Exercise aim:
Your reply should hold the line containing "Mark the green leafy" and every later line of the records, reproduced exactly, and no other lines.

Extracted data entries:
◆ ◆ ◆ ◆ ◆

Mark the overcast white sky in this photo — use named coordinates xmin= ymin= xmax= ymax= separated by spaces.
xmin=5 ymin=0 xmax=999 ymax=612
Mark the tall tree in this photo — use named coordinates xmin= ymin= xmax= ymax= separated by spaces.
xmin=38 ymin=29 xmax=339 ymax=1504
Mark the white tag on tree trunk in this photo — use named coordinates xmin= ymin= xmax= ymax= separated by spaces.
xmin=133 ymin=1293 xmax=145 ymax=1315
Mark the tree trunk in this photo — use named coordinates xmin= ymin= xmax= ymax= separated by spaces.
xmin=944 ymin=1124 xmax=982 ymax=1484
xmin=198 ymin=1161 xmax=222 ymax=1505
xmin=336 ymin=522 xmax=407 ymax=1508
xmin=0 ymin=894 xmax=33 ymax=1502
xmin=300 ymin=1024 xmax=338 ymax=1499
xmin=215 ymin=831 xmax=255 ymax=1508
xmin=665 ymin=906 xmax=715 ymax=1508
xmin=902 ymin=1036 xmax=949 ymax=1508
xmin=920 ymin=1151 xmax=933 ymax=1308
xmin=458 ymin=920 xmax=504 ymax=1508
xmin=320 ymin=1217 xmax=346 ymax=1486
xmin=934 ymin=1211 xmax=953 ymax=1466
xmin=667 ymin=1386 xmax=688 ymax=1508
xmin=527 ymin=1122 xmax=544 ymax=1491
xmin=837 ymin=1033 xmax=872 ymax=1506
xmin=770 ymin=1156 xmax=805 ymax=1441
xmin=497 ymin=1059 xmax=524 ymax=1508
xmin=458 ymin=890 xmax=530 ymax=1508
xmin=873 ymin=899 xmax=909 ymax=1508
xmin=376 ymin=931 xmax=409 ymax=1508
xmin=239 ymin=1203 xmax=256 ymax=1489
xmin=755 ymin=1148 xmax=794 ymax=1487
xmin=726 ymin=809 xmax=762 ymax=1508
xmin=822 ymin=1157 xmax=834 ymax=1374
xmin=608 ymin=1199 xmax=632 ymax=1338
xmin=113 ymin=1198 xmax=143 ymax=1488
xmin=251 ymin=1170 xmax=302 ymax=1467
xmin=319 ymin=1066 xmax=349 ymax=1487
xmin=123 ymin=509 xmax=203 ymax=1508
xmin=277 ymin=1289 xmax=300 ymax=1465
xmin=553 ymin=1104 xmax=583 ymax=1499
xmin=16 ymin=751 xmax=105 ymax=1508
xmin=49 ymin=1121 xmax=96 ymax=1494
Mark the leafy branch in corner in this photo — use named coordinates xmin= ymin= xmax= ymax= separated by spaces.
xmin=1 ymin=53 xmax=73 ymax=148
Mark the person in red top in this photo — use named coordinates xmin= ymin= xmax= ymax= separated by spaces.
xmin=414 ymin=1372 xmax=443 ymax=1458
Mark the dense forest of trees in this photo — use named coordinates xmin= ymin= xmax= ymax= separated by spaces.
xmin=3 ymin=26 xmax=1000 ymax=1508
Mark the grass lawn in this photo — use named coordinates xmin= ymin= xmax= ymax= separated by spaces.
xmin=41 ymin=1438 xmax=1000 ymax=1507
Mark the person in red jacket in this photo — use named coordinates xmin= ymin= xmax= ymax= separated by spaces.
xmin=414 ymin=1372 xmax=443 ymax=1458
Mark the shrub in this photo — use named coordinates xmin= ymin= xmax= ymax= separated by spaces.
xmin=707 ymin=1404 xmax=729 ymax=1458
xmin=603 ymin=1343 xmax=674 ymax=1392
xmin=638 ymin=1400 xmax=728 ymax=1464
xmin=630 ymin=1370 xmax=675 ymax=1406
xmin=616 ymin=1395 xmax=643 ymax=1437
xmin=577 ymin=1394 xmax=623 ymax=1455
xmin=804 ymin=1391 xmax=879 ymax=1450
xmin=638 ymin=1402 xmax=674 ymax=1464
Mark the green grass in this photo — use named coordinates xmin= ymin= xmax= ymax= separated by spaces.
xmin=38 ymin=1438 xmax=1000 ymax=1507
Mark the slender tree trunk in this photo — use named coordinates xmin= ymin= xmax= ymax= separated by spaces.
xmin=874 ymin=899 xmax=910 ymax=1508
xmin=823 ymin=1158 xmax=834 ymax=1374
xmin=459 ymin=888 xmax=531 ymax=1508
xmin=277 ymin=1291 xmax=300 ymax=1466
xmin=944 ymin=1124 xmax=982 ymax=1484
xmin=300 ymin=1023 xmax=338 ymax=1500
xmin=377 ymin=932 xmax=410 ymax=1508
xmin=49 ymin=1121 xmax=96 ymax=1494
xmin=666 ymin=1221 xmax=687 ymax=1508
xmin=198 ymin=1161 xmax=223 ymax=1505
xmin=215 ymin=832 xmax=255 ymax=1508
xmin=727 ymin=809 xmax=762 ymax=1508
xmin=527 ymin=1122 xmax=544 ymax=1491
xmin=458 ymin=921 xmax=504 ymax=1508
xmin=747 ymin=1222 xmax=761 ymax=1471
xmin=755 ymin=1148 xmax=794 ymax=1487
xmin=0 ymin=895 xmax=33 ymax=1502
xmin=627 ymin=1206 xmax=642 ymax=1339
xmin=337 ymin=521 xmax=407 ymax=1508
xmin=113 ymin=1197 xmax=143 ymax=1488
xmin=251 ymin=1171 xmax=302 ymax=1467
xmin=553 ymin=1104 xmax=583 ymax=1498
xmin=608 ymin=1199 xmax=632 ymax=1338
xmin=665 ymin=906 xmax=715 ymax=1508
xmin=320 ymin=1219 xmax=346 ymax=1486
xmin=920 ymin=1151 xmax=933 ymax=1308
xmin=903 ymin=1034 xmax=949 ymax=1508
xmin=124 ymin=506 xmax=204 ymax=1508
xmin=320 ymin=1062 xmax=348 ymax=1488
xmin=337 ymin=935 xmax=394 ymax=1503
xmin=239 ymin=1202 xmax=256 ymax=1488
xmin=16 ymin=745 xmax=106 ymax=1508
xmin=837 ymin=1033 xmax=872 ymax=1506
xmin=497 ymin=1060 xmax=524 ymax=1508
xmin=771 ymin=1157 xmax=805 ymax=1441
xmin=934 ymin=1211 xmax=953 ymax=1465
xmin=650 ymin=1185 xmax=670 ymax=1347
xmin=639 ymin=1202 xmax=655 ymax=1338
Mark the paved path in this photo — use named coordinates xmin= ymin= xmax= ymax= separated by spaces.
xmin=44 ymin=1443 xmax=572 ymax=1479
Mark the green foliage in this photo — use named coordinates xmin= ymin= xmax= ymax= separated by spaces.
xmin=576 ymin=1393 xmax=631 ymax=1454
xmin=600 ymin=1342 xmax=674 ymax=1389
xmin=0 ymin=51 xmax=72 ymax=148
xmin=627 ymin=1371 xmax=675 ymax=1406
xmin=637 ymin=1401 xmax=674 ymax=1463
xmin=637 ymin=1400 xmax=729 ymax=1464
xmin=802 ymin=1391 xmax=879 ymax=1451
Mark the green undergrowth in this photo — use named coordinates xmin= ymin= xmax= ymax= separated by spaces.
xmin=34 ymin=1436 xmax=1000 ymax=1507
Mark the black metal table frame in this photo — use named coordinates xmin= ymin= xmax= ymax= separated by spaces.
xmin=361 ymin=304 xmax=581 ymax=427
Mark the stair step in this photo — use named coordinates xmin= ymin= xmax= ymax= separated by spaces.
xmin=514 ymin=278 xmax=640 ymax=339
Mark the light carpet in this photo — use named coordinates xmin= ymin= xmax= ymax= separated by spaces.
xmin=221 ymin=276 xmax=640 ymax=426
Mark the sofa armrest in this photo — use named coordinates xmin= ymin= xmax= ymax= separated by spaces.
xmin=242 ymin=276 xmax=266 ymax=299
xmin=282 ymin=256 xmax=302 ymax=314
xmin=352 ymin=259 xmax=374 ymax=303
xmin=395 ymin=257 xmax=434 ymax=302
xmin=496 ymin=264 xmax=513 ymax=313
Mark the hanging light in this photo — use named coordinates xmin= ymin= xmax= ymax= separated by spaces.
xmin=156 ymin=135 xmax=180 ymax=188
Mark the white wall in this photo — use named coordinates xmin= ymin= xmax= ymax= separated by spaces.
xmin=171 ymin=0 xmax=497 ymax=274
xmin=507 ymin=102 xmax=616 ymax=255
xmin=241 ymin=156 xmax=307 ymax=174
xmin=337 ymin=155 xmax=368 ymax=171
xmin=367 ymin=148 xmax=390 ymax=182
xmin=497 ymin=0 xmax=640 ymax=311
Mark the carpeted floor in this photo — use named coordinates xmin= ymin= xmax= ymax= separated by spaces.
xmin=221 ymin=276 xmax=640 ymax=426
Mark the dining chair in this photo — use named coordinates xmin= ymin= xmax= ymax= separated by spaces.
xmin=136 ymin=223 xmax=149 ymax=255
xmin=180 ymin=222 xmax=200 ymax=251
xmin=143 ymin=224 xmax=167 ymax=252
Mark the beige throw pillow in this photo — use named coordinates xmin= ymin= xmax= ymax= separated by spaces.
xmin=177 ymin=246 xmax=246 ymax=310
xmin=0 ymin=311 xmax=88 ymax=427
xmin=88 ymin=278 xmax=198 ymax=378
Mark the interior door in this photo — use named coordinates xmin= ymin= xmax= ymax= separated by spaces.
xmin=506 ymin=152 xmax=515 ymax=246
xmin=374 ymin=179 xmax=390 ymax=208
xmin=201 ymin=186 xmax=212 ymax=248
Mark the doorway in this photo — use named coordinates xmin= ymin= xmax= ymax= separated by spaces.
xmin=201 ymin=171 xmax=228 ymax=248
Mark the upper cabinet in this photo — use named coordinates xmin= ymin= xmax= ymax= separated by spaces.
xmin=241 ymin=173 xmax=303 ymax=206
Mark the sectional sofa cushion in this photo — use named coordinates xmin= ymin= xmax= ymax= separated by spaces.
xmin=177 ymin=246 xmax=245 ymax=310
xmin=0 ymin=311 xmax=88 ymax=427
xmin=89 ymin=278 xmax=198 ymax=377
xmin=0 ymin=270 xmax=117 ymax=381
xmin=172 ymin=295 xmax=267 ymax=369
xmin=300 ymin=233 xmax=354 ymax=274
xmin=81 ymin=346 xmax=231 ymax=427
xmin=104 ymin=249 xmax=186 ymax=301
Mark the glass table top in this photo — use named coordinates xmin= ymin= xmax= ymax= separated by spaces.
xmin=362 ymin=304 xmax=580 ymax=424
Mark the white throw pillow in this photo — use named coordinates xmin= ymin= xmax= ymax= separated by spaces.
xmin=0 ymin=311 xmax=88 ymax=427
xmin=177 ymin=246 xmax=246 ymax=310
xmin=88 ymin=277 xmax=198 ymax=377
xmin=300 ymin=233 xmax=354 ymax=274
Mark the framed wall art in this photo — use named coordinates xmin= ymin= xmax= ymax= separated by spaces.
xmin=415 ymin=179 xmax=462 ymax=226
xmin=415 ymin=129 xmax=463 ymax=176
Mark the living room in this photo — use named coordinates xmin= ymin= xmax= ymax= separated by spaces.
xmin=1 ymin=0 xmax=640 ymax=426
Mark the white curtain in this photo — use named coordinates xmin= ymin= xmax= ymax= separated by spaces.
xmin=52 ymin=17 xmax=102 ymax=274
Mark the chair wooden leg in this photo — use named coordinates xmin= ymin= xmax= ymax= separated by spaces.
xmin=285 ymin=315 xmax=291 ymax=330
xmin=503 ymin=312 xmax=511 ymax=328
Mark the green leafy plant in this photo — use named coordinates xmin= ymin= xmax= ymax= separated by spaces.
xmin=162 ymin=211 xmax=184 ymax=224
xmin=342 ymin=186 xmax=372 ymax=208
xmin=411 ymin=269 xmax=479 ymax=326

◆ ◆ ◆ ◆ ◆

Result below:
Mark the green leafy plant in this photo — use named coordinates xmin= ymin= xmax= ymax= separated by spaces.
xmin=162 ymin=211 xmax=184 ymax=224
xmin=342 ymin=186 xmax=372 ymax=208
xmin=411 ymin=269 xmax=479 ymax=326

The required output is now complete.